#### TASK GOAL
Convert every line of the entries below into a JSON list of strings, with one string per line and blank lines left out.

+ + + +

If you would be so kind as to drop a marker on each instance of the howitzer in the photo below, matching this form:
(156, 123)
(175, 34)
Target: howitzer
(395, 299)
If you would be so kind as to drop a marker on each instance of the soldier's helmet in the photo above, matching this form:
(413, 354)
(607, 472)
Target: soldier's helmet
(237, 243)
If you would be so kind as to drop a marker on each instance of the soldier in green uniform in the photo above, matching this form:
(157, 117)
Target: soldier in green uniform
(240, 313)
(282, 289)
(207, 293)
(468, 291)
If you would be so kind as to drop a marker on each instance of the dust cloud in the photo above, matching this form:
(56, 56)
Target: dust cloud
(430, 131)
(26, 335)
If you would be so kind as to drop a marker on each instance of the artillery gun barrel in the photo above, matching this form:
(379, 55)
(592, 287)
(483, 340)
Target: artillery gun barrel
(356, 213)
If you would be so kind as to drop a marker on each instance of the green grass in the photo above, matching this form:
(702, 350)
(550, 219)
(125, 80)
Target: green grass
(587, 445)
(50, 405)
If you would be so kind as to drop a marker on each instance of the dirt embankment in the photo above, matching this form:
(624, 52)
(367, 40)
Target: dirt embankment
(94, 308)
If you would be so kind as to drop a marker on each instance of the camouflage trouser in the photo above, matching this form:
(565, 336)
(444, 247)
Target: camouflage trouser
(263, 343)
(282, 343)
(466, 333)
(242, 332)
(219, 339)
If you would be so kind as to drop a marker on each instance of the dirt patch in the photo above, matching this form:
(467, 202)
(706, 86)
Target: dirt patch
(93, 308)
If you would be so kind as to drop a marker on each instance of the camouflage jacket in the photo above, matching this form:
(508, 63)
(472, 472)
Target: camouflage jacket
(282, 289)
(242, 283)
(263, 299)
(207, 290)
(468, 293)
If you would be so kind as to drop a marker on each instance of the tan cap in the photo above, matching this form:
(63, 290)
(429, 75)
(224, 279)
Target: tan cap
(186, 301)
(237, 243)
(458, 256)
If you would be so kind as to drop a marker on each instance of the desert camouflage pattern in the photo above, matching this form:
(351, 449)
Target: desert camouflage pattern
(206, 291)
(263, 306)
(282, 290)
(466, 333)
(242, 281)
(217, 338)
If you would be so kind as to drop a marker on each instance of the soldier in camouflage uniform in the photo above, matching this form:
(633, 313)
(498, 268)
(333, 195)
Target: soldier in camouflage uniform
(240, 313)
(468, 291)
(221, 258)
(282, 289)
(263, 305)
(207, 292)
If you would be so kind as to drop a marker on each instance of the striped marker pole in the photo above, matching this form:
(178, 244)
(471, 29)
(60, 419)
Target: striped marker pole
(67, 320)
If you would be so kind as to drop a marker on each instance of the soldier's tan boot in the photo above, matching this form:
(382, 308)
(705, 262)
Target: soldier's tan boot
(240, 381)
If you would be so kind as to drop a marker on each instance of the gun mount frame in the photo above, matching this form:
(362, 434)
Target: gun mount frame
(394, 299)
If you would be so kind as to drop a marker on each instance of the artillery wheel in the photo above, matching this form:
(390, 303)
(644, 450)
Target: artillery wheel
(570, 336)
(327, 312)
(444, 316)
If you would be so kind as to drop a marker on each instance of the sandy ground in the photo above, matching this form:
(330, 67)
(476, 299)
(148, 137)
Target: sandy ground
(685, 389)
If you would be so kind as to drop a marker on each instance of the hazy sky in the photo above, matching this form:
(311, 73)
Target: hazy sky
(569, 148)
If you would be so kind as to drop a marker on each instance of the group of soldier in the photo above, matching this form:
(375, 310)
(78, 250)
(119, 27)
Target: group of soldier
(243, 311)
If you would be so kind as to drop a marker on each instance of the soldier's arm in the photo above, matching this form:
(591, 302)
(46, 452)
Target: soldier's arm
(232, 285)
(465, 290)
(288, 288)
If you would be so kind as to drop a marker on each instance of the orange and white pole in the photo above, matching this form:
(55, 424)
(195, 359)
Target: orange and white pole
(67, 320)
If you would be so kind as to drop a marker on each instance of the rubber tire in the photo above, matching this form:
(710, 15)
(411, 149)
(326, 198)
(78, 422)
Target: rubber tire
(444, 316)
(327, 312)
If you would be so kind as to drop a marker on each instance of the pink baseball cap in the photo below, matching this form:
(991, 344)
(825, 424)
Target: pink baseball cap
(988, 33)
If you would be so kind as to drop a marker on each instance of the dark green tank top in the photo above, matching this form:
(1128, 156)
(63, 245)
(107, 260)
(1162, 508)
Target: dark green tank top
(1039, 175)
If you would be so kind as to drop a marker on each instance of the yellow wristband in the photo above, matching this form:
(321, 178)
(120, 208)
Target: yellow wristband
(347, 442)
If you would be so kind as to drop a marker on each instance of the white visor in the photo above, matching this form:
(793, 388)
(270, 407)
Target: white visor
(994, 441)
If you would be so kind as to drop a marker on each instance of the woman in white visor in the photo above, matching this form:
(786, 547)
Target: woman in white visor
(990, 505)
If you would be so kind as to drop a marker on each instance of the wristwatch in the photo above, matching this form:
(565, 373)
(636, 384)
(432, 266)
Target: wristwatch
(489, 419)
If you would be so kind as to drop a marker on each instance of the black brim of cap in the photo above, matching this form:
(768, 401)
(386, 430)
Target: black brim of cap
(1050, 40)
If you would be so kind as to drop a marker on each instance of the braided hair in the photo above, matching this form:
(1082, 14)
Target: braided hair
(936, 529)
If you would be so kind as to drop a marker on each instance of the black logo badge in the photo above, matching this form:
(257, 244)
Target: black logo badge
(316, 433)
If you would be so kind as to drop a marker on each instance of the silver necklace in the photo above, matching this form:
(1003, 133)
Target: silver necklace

+ + + +

#### EXERCISE RESPONSE
[
  "If you would be so kind as to drop a marker on each instance of the howitzer in the photo below, matching this form:",
  "(156, 123)",
  "(175, 34)",
  "Target: howitzer",
  "(395, 299)",
  "If you would be so kind as to drop a marker on each instance of the soldier's helmet in the photo above, matching this form:",
  "(413, 354)",
  "(607, 472)",
  "Target: soldier's helmet",
  "(237, 243)",
  "If you would be so kind as to drop a marker on each instance of the soldier in green uniform in the photo above, matching this form:",
  "(157, 117)",
  "Target: soldier in green uniform",
  "(240, 313)",
  "(282, 289)",
  "(207, 293)",
  "(468, 291)",
  "If you would be so kind as to drop a marker on each instance of the dust cloud in the photo above, matching this form:",
  "(56, 56)",
  "Target: dust cloud",
  "(430, 131)",
  "(26, 335)",
  "If you would be so kind as to drop a marker on each instance of the artillery gun barrel in the photo above, matching this form:",
  "(379, 55)",
  "(592, 287)",
  "(483, 340)",
  "Target: artillery gun barrel",
  "(356, 213)",
  "If you would be so kind as to drop a marker on each instance of the green grass in the photo above, matching this form:",
  "(702, 350)",
  "(550, 219)",
  "(125, 80)",
  "Target: green grass",
  "(587, 445)",
  "(50, 405)",
  "If you would be so kind as to drop a marker on each instance of the dirt embankment in the photo above, matching this form:",
  "(624, 52)",
  "(367, 40)",
  "Target: dirt embankment",
  "(94, 308)",
  "If you would be so kind as to drop a marker on each instance of the camouflage trouser in the photo above, matching this form:",
  "(565, 336)",
  "(444, 247)",
  "Target: camouflage trouser",
  "(263, 343)",
  "(282, 343)",
  "(466, 333)",
  "(242, 332)",
  "(219, 339)",
  "If you would be so kind as to drop a marker on each instance of the dirt patch in the photo above, matching this form:",
  "(467, 202)",
  "(706, 86)",
  "Target: dirt patch",
  "(93, 308)",
  "If you would be so kind as to drop a marker on each instance of the camouflage jacket in the photo above, matching this form:",
  "(508, 63)",
  "(472, 472)",
  "Target: camouflage jacket",
  "(282, 289)",
  "(242, 283)",
  "(263, 299)",
  "(207, 290)",
  "(468, 293)",
  "If you would be so kind as to drop a marker on each instance of the tan cap in the photo above, matching this form:",
  "(63, 290)",
  "(429, 75)",
  "(224, 279)",
  "Target: tan cap",
  "(186, 301)",
  "(237, 243)",
  "(458, 256)",
  "If you would be so kind as to drop a marker on each instance of the desert camouflage pattern in the photo above, matching this form:",
  "(351, 449)",
  "Target: desert camouflage pattern",
  "(206, 291)",
  "(263, 306)",
  "(282, 290)",
  "(466, 333)",
  "(242, 281)",
  "(217, 338)",
  "If you would be so kind as to drop a marker on each instance of the soldier in camouflage uniform in the photo above, matching this form:",
  "(633, 313)",
  "(498, 268)",
  "(333, 195)",
  "Target: soldier in camouflage uniform",
  "(240, 313)",
  "(468, 291)",
  "(221, 258)",
  "(282, 289)",
  "(263, 305)",
  "(207, 292)",
  "If you would be so kind as to drop a marker on each instance of the striped marker pole in the photo above, matching this form:",
  "(178, 244)",
  "(471, 29)",
  "(60, 419)",
  "Target: striped marker pole",
  "(67, 320)",
  "If you would be so kind as to drop a marker on each instance of the soldier's tan boot in the photo above, matching this form:",
  "(382, 308)",
  "(705, 262)",
  "Target: soldier's tan boot",
  "(240, 381)",
  "If you would be so kind as to drop a marker on each instance of the gun mount frame in the photo above, matching this form:",
  "(362, 434)",
  "Target: gun mount frame",
  "(394, 299)",
  "If you would be so kind as to drop a marker on each instance of the artillery wheel in the photo above, matching this form:",
  "(390, 303)",
  "(644, 450)",
  "Target: artillery wheel",
  "(570, 336)",
  "(327, 312)",
  "(444, 316)",
  "If you would be so kind as to drop a marker on each instance of the sandy ground in the photo above, matching this form:",
  "(330, 67)",
  "(476, 299)",
  "(148, 137)",
  "Target: sandy ground",
  "(685, 389)",
  "If you would be so kind as to drop a marker on each instance of the hazy sky in the photo above, matching this form:",
  "(311, 73)",
  "Target: hazy sky",
  "(569, 148)",
  "If you would be so kind as to drop a marker on each instance of the group of soldier in the photo above, matching this form:",
  "(375, 310)",
  "(78, 250)",
  "(119, 27)",
  "Target: group of soldier",
  "(243, 311)",
  "If you would be so kind as to drop a marker on each instance of the soldier's arm in the photo above, matching this form:",
  "(591, 302)",
  "(46, 452)",
  "Target: soldier's arm",
  "(232, 285)",
  "(465, 290)",
  "(288, 288)",
  "If you would be so kind as to drop a marker on each instance of the orange and white pole in the photo above, matching this form:",
  "(55, 424)",
  "(195, 359)",
  "Target: orange and white pole",
  "(67, 320)",
  "If you would be so kind as to drop a marker on each instance of the rubber tire in the photo above, matching this form:",
  "(710, 15)",
  "(411, 149)",
  "(326, 198)",
  "(78, 422)",
  "Target: rubber tire",
  "(444, 316)",
  "(327, 312)",
  "If you would be so kind as to drop a marker on each instance of the pink baseball cap in the photo below, matching this form:",
  "(991, 344)",
  "(825, 424)",
  "Target: pink baseball cap",
  "(988, 33)",
  "If you would be so kind as to drop a marker on each instance of the dark green tank top in the photo above, matching this form:",
  "(1128, 156)",
  "(63, 245)",
  "(107, 260)",
  "(1162, 508)",
  "Target: dark green tank top",
  "(1039, 175)",
  "If you would be so kind as to drop a marker on each instance of the yellow wristband in the photo above, matching this form:",
  "(321, 178)",
  "(120, 208)",
  "Target: yellow wristband",
  "(347, 442)",
  "If you would be so kind as to drop a marker on each instance of the white visor in the photo above, matching this form:",
  "(793, 388)",
  "(270, 407)",
  "Target: white visor",
  "(994, 441)",
  "If you would be so kind as to drop a marker on each instance of the woman in white visor in the photo above, matching this form:",
  "(786, 547)",
  "Target: woman in white visor",
  "(990, 505)",
  "If you would be so kind as to drop a marker on each instance of the wristwatch in the photo above, matching this form:",
  "(565, 373)",
  "(636, 384)",
  "(432, 266)",
  "Target: wristwatch",
  "(489, 419)",
  "If you would be so kind as to drop a marker on each instance of the black brim of cap in the photo above, matching this form:",
  "(768, 401)",
  "(386, 430)",
  "Target: black brim of cap",
  "(1050, 40)",
  "If you would be so kind as to drop a marker on each instance of the braided hair in the photo above, matching this form:",
  "(1082, 14)",
  "Target: braided hair",
  "(936, 529)",
  "If you would be so kind as to drop a marker on each instance of the black logo badge in the photo above, matching this form:",
  "(257, 244)",
  "Target: black logo badge",
  "(316, 433)",
  "If you would be so kind as to drop a marker on each instance of the silver necklace in the photo above, matching this form:",
  "(1003, 133)",
  "Target: silver necklace"
]